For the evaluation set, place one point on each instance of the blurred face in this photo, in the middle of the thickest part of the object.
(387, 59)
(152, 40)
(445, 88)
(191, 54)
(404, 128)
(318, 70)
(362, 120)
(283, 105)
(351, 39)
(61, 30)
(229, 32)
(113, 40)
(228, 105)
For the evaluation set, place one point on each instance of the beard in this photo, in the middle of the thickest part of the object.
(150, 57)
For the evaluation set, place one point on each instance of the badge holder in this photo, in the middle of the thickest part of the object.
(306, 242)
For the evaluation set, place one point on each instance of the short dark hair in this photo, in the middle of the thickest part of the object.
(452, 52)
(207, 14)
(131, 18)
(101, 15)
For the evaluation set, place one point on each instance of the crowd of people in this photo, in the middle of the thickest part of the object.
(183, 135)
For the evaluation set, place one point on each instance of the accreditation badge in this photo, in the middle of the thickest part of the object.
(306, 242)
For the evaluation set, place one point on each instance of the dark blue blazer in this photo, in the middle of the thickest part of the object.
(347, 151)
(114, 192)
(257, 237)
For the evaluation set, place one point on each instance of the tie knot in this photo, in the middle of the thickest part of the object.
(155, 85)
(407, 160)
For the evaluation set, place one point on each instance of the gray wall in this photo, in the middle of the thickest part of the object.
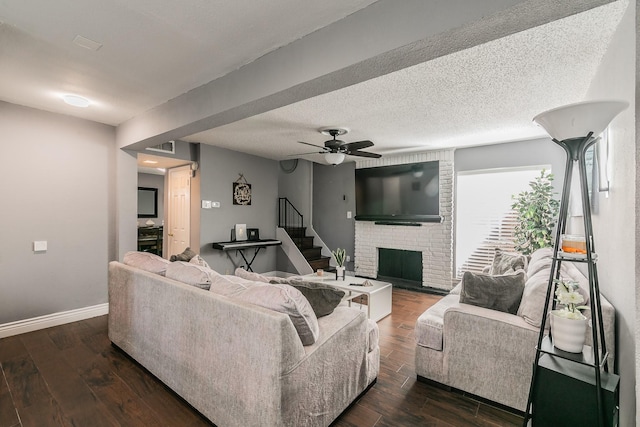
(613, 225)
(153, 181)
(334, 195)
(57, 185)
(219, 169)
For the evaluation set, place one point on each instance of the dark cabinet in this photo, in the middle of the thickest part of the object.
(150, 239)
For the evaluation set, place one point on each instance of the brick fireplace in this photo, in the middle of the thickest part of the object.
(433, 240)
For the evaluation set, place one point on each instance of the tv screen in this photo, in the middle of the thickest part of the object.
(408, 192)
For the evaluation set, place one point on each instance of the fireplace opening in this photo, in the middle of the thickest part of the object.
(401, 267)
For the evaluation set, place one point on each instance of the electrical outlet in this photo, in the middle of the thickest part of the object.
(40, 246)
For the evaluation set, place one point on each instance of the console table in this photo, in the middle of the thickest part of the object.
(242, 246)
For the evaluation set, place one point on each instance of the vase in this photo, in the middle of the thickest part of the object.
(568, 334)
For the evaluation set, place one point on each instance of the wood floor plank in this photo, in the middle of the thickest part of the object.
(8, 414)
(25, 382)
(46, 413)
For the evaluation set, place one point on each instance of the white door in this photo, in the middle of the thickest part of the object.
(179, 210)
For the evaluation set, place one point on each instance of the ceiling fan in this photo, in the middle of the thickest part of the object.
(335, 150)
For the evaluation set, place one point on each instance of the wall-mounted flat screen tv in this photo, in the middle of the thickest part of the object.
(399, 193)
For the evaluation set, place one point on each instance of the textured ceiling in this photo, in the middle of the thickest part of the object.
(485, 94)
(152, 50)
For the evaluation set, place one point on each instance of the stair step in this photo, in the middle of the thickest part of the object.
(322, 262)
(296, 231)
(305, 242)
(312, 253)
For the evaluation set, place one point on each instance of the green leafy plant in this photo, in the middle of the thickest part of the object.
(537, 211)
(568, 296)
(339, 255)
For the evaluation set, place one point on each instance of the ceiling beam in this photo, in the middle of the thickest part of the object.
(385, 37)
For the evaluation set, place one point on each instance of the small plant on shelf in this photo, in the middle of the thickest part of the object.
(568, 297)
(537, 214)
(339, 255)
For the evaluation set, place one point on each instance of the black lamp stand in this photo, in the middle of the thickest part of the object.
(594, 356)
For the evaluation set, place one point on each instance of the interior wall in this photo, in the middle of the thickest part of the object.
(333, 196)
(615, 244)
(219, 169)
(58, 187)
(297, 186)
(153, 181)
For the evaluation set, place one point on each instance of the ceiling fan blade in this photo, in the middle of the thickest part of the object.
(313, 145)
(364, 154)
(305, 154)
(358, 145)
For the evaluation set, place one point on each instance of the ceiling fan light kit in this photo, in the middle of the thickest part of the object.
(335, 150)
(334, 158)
---
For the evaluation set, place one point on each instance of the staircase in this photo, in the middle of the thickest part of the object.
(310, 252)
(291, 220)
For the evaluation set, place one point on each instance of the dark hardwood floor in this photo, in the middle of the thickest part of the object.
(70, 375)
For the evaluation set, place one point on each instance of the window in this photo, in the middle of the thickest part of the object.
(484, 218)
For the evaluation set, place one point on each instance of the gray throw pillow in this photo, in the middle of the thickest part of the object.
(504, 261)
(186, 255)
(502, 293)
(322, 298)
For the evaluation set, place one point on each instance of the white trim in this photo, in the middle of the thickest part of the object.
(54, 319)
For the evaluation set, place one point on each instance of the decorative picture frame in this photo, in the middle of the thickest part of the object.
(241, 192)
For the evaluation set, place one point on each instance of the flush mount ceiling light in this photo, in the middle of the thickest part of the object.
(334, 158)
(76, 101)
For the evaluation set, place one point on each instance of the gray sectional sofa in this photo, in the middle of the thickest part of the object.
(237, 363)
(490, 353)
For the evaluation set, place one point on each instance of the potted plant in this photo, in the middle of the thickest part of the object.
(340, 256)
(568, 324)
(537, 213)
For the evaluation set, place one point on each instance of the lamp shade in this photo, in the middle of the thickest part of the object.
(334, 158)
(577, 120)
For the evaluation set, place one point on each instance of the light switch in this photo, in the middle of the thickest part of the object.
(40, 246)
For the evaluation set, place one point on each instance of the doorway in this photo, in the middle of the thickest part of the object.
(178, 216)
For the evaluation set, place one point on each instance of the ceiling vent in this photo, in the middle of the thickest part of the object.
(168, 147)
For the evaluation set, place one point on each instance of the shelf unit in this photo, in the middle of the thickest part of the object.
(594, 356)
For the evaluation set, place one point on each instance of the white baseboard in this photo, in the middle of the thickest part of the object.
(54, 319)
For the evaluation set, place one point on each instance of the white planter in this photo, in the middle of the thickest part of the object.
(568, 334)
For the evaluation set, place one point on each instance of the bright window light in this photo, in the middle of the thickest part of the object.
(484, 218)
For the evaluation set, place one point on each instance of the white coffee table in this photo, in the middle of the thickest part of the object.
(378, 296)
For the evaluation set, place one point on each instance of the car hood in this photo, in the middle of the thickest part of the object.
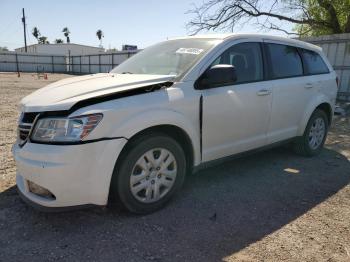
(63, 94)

## [Given exercise]
Pull out every line of the data above that contains the string "window", matching case exactly.

## [Result of the exercise]
For the evaluation set, place one point on each instance of the window in this photo, in the middle of the thickest part of the object.
For the evaluation set, place one point on each instance of the bright window light in this photo, in the middle of the thickest part of the object.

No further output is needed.